Region labeling records:
- - - - - - -

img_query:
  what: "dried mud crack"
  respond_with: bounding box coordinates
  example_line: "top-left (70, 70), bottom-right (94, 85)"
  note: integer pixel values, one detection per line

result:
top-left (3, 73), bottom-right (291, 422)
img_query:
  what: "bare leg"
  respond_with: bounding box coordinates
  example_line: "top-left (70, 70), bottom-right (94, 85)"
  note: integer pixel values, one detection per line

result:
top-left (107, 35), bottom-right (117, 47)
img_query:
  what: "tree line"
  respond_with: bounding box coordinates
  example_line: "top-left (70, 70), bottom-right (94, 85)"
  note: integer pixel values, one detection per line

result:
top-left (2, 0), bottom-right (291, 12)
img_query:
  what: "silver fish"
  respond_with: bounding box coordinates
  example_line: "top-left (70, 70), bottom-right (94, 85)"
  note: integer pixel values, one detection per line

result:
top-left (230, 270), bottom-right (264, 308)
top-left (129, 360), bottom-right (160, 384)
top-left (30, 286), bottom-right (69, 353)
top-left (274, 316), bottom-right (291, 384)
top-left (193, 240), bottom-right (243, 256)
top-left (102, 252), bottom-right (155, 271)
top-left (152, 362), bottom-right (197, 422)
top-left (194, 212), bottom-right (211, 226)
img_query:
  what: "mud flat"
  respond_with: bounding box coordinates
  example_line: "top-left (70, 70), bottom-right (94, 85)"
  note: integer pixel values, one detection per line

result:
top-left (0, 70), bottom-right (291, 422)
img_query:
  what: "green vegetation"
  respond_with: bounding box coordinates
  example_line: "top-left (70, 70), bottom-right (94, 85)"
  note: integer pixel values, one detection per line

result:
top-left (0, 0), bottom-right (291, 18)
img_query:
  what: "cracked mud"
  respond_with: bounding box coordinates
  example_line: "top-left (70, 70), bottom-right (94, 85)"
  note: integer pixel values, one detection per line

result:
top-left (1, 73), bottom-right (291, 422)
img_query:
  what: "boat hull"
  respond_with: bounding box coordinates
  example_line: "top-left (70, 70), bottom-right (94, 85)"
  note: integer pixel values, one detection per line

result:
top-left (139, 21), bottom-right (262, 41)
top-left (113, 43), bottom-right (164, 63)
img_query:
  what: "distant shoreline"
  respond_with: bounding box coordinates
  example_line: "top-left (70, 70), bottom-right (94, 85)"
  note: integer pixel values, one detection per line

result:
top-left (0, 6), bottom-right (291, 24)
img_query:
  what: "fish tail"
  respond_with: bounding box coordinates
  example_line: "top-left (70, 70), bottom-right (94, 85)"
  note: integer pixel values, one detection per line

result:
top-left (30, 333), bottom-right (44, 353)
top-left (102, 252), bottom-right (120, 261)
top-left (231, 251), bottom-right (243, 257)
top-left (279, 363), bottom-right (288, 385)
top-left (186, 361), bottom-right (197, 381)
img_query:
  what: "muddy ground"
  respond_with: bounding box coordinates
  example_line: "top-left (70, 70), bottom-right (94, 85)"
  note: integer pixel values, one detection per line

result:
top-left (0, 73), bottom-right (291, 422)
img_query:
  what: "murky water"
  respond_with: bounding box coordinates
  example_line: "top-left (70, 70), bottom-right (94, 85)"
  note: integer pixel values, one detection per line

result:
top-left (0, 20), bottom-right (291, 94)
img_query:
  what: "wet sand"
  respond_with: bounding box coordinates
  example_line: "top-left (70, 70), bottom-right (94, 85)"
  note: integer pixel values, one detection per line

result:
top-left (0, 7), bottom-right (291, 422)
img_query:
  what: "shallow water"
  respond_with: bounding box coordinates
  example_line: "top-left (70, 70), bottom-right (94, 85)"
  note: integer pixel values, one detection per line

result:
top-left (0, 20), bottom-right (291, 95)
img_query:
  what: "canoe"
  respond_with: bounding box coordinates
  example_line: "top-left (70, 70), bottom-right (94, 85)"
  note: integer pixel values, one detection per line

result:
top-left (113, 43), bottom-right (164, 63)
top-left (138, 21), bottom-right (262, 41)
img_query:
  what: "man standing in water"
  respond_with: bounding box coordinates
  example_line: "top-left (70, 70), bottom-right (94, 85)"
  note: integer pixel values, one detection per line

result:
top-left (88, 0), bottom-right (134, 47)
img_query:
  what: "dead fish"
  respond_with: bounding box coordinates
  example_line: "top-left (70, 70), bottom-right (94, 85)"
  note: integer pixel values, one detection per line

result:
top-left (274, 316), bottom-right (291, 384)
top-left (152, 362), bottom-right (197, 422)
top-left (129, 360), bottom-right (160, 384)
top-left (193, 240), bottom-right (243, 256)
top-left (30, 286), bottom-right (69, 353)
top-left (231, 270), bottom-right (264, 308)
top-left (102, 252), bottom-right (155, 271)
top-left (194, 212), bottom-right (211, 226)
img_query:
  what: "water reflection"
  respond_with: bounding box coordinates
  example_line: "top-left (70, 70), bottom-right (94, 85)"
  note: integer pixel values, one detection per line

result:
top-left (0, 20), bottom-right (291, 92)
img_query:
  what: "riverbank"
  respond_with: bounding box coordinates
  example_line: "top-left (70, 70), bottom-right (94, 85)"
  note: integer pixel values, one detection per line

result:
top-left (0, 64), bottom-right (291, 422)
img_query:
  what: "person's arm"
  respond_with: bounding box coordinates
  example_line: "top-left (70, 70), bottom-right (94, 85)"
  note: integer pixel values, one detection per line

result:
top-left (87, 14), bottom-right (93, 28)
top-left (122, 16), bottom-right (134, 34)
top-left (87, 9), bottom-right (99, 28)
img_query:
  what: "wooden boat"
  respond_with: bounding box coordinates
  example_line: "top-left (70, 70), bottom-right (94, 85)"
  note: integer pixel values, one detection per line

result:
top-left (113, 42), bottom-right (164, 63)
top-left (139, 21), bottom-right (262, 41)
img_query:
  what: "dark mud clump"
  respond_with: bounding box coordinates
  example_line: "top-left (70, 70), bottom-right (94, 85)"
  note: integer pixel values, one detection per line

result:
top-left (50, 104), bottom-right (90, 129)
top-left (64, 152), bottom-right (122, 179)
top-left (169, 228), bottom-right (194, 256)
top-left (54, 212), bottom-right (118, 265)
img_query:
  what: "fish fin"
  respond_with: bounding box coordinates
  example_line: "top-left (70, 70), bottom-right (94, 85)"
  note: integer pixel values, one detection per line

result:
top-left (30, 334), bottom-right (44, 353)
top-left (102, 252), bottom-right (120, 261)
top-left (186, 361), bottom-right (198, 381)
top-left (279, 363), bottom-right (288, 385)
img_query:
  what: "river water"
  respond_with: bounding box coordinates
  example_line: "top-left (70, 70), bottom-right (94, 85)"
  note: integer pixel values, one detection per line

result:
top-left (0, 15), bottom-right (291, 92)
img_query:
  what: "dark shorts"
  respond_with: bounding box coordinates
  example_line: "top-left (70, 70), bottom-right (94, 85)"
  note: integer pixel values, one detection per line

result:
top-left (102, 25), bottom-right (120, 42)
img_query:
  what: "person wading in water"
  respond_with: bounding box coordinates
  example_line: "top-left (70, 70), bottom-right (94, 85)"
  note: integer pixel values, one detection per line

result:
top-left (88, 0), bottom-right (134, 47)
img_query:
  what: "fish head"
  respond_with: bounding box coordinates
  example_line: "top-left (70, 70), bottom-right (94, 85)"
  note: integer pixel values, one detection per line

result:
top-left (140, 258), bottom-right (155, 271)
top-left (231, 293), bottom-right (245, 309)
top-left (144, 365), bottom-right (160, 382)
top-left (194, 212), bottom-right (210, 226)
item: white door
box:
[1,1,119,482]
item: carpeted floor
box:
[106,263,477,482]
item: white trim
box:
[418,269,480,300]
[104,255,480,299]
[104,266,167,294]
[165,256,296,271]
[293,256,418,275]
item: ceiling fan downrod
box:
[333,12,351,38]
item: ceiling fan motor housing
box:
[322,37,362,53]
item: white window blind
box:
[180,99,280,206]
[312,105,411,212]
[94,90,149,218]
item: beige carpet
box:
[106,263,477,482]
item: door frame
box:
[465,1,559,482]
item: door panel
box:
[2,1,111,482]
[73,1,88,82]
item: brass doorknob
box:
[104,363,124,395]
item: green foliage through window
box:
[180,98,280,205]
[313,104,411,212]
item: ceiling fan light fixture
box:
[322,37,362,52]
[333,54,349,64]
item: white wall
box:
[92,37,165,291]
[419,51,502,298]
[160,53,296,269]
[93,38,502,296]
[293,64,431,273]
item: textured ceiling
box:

- - - - - - -

▶ _To be done_: Copy the lines of the material word for word, starting at the line that contains "item: white trim" and ending after the line that contains "[322,37,362,53]".

▶ _Exercise output_:
item: white trim
box:
[418,269,480,300]
[104,255,480,299]
[104,266,167,294]
[165,256,296,271]
[293,256,418,275]
item: ceiling fan downrod
box:
[333,12,351,38]
item: ceiling fan motor housing
box:
[322,37,362,53]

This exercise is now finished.